Task description => Rewrite everything from the line containing "Locate every instance of the honeybee" down to the end of the listing below as a JSON list of strings, one string per line, skipping any blank lines.

Records provided =>
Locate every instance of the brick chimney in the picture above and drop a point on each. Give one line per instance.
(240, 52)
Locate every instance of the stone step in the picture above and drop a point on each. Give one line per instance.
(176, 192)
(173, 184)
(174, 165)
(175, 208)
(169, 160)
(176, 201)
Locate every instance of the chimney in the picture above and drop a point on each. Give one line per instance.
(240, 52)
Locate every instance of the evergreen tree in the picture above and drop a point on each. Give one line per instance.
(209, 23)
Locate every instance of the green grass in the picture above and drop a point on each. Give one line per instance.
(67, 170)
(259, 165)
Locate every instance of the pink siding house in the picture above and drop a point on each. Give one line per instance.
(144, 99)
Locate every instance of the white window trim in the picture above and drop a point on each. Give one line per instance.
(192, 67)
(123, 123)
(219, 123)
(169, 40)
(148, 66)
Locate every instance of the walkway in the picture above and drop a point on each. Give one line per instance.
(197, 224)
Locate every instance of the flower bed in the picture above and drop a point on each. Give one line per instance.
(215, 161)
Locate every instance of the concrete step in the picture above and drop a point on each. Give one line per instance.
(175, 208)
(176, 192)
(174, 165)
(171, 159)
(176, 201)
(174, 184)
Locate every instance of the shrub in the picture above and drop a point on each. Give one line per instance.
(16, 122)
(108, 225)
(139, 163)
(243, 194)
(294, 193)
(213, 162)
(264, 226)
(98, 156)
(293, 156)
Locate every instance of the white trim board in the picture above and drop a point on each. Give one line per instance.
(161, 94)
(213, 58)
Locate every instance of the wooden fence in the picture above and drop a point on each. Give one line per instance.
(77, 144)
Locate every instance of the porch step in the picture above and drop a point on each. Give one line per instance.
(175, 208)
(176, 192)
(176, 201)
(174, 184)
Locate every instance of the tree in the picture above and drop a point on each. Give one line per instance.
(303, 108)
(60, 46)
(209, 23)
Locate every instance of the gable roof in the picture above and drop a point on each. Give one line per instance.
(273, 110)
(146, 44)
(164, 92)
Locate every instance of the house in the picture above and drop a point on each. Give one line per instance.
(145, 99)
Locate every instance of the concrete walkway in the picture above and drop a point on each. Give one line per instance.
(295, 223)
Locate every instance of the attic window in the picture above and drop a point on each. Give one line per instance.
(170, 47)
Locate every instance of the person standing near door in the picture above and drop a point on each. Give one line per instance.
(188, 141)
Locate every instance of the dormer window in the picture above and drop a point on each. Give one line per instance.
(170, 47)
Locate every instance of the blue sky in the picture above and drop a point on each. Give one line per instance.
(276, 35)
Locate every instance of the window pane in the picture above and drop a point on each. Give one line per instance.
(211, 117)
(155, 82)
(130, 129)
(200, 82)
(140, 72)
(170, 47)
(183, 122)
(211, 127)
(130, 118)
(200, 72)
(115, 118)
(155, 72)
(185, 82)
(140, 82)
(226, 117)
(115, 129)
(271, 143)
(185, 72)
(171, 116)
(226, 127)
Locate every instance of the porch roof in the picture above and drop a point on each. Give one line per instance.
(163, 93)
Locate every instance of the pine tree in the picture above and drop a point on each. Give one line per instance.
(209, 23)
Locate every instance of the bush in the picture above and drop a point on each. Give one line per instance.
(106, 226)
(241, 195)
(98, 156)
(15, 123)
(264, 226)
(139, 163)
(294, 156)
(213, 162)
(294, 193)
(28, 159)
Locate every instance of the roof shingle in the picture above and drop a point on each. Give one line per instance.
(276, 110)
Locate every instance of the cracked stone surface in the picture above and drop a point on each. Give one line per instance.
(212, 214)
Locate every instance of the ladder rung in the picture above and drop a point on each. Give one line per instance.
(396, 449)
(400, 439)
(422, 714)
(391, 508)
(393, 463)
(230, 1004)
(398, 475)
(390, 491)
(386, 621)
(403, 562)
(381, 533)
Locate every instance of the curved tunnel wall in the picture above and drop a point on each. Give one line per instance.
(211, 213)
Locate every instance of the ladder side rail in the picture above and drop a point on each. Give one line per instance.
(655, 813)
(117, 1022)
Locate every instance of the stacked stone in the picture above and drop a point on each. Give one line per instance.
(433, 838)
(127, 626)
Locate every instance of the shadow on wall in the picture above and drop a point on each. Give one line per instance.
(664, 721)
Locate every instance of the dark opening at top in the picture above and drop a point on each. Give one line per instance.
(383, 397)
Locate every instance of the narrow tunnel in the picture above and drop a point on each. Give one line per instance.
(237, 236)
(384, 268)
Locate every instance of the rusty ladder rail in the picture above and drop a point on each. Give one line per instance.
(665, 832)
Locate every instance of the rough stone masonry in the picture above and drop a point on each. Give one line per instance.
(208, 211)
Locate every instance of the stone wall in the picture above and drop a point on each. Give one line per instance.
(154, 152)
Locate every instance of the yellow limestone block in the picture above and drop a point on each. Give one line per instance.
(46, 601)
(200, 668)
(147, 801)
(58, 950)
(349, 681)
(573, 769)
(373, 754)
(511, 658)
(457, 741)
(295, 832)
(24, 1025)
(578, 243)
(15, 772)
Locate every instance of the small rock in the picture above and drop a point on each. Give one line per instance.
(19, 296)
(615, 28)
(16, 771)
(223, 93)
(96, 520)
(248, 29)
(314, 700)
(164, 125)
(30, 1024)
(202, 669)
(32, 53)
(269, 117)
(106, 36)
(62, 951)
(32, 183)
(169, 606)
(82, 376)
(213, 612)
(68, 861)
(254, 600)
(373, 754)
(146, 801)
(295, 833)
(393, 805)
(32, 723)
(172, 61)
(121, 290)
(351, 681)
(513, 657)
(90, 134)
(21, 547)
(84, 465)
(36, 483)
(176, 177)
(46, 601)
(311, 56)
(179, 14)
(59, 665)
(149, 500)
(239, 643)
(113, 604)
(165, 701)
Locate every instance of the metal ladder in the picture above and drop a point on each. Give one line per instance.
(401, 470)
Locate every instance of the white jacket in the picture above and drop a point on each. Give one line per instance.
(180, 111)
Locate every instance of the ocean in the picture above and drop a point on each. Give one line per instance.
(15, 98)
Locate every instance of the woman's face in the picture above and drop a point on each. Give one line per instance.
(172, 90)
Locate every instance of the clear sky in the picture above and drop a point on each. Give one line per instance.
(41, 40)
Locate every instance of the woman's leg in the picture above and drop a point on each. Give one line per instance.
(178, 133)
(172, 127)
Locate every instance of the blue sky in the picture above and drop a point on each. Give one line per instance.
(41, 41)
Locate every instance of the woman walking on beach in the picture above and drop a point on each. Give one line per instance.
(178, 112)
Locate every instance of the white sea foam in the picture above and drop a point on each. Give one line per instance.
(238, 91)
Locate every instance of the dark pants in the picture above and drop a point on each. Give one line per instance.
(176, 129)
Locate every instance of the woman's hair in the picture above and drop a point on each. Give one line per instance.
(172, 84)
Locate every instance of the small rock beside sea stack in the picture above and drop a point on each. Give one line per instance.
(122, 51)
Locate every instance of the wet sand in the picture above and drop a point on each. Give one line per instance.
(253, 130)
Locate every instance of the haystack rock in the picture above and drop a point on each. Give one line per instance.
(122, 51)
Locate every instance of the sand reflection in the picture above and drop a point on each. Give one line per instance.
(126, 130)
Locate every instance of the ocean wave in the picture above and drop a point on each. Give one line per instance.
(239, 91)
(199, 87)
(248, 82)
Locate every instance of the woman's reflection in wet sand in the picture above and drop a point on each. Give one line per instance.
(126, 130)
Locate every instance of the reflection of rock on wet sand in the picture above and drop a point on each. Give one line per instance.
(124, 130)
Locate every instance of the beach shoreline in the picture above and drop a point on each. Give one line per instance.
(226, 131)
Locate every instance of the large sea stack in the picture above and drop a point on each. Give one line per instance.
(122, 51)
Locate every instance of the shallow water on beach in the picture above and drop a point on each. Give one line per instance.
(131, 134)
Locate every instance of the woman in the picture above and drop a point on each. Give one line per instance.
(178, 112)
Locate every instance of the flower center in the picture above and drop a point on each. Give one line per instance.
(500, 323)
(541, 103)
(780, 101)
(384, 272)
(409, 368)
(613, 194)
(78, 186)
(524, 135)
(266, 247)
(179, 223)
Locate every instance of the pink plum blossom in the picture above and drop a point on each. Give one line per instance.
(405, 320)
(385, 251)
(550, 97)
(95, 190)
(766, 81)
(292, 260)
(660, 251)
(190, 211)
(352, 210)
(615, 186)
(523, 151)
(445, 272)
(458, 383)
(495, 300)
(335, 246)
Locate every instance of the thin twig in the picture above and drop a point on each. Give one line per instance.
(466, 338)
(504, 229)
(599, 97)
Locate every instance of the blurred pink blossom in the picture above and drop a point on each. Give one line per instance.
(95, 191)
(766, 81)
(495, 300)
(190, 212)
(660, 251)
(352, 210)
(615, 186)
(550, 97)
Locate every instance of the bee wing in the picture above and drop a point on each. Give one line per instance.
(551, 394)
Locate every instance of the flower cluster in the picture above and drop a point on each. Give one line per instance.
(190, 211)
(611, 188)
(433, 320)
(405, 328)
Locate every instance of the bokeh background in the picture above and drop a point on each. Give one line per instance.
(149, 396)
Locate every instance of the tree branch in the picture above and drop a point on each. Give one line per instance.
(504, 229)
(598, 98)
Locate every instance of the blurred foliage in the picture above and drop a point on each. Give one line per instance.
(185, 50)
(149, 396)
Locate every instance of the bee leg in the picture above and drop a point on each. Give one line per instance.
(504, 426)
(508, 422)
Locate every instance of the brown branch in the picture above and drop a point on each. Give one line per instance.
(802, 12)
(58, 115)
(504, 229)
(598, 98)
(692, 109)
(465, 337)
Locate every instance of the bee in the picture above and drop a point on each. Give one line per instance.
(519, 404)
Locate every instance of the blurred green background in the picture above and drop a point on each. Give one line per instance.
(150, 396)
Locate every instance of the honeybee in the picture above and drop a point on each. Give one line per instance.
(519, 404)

Finished exercise =>
[
  "Locate every instance of the honeybee in the picture above and drop a point on each. Give one line per instance.",
  "(519, 404)"
]